[Entries supplied]:
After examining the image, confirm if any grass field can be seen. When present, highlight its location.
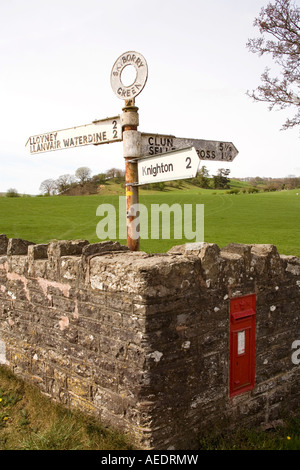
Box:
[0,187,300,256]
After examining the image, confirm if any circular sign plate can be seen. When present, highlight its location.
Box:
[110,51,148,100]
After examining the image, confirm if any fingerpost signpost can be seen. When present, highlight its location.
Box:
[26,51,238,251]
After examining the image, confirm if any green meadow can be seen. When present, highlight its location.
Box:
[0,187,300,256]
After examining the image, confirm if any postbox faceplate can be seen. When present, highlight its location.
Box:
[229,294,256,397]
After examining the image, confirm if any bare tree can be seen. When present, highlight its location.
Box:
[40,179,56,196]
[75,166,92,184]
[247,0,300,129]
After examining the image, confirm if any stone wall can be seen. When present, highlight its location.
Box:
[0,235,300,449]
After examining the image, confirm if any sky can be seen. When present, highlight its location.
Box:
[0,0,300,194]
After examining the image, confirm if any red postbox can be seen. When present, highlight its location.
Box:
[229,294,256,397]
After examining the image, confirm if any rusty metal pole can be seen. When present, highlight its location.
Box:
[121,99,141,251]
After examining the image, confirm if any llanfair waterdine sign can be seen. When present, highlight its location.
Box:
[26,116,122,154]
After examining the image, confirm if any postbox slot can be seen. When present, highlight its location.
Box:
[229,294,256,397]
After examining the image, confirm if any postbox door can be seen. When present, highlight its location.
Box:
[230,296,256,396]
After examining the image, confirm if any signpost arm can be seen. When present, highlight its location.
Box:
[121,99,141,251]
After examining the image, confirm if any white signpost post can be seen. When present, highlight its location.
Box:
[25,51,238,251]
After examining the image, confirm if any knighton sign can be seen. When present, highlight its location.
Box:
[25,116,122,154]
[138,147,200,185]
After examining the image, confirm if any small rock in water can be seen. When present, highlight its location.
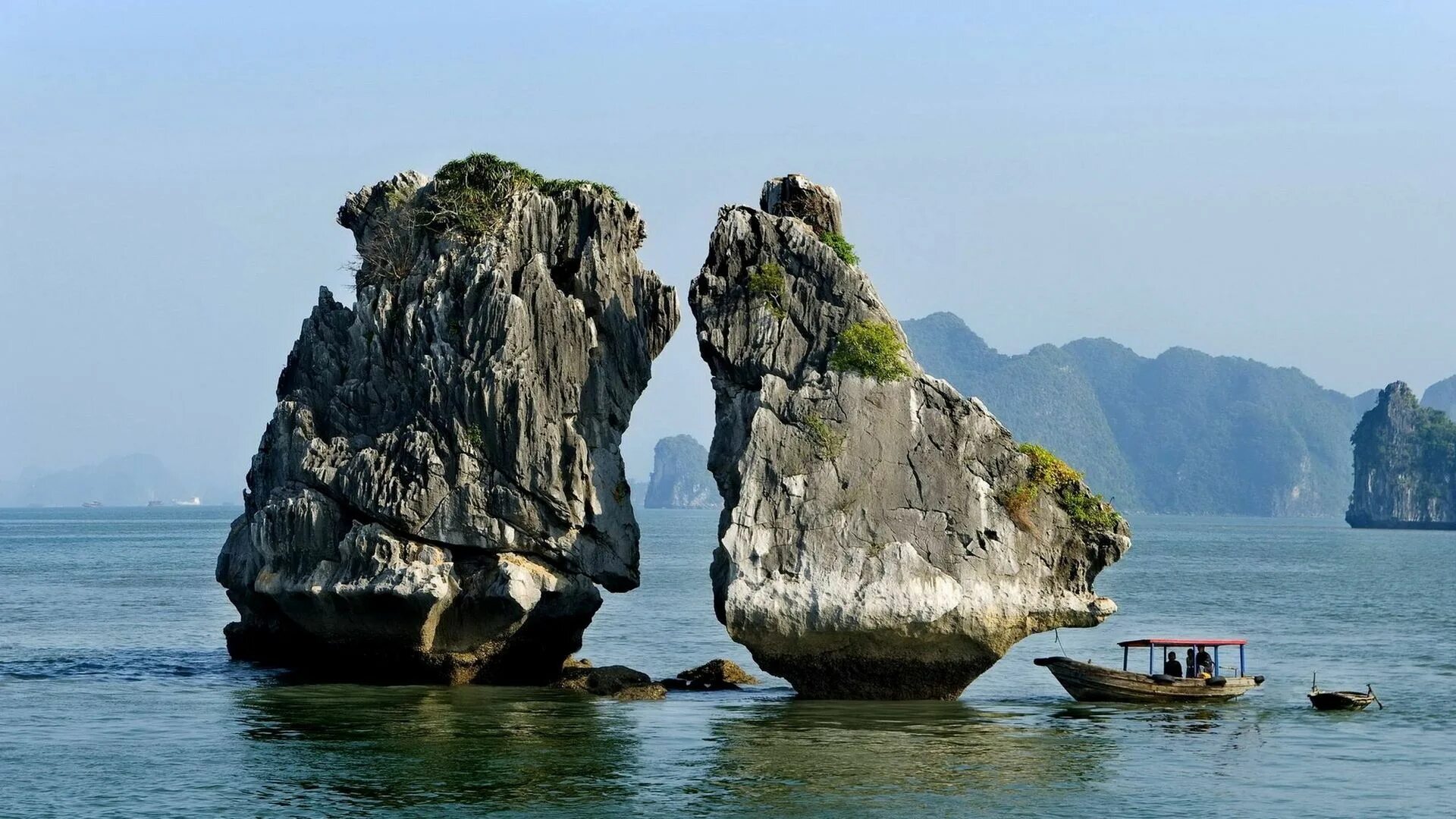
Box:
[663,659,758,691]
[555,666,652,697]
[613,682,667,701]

* * *

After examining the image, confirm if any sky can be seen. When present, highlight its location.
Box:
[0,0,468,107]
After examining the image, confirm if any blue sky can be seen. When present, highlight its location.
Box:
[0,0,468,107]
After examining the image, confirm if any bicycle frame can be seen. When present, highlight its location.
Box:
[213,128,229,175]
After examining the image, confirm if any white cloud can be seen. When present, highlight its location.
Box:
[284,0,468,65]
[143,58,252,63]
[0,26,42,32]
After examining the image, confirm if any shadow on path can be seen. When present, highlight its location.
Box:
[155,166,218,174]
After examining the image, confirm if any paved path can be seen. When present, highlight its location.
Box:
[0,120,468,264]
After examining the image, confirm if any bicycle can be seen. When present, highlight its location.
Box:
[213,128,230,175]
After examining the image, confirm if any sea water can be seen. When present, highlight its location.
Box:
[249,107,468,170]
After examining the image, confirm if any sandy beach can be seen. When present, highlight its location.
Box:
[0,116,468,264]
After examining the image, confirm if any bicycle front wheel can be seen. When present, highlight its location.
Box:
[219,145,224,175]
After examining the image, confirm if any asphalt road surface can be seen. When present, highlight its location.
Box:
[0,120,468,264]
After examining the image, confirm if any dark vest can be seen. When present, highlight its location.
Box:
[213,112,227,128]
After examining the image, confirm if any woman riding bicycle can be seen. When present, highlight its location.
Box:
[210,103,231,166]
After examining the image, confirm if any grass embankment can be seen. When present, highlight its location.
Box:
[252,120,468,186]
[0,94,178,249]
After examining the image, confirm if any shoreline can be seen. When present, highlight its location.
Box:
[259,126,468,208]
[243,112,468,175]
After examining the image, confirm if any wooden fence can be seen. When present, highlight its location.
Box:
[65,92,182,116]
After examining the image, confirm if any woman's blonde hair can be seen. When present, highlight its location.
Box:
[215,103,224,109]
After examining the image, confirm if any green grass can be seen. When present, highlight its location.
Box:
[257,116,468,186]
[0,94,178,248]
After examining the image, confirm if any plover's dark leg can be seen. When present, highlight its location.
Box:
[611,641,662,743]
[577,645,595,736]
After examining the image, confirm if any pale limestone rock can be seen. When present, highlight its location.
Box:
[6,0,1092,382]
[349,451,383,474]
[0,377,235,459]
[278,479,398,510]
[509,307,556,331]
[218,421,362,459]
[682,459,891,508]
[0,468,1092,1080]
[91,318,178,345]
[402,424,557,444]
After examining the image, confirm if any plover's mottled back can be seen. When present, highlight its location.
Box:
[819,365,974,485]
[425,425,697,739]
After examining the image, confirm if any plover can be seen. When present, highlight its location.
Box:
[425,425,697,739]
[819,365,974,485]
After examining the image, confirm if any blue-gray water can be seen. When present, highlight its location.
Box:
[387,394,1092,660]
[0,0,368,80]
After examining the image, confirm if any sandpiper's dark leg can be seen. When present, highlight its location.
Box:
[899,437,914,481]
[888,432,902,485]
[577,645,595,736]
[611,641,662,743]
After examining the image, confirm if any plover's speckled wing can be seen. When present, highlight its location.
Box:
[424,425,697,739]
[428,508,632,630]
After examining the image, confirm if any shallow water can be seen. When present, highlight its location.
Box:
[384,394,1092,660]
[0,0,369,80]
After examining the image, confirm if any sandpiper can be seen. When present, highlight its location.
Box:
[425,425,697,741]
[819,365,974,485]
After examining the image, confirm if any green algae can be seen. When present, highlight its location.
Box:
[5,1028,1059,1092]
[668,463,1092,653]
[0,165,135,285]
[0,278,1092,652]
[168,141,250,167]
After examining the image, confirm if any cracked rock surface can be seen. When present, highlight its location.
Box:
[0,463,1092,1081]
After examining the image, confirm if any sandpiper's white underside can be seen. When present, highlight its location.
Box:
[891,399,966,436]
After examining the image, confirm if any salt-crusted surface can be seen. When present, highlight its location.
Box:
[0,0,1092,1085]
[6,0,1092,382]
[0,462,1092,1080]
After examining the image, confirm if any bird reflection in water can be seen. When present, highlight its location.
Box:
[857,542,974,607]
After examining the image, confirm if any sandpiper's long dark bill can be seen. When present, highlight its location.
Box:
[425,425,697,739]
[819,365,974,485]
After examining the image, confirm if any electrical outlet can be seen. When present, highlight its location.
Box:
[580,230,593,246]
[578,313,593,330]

[Written task]: Turn the part of the items that opens with the line containing "After examining the image, confirm if any grass field" and closes with the line containing "[26,51,238,251]" into a Markdown table with the columns Row and Line, one row per line. Skip blank lines and leave the pictures out.

[The reply]:
| Row | Line |
|---|---|
| 1 | After examining the image, confirm if any grass field can be seen. When present, highlight its location. |
| 2 | Box: |
| 3 | [0,187,300,256] |
| 4 | After examining the image, confirm if any circular sign plate can be seen. When present, highlight its location. |
| 5 | Box: |
| 6 | [110,51,148,100] |
| 7 | After examining the image, confirm if any fingerpost signpost can be seen. When present, highlight its location. |
| 8 | Box: |
| 9 | [26,51,238,251] |